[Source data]

>>>

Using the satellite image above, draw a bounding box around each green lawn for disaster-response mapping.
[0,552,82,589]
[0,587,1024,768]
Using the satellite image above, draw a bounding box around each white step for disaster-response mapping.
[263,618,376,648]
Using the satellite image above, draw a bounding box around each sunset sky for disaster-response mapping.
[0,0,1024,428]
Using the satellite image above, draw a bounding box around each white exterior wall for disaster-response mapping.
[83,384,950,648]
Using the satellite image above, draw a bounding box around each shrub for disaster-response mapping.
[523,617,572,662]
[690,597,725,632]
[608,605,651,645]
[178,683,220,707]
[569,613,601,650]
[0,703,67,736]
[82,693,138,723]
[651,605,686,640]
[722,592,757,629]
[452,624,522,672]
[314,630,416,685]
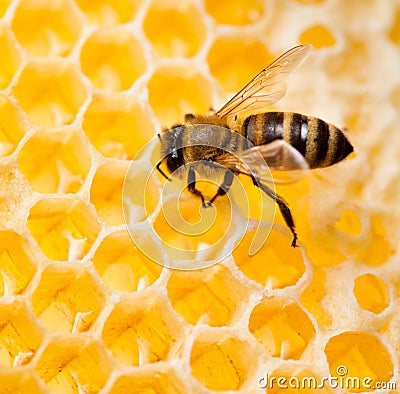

<<<

*Task brief:*
Copy out everything from the line containing "wall for disaster-response mapping." down to the end of the entries above, with both ends included. Leave the pictures out of your copy.

*Response:*
Using the satellite image above, draw a bounding box around each white exterior wall for disaster-response mapping.
[83,384,950,648]
Using the satellite image above, draw a bounding box around each shrub for disaster-response mapping.
[523,617,572,662]
[690,597,725,632]
[608,605,651,645]
[178,683,220,707]
[569,613,601,650]
[0,703,67,736]
[82,693,138,723]
[651,605,686,640]
[722,592,757,629]
[452,624,522,672]
[314,630,416,685]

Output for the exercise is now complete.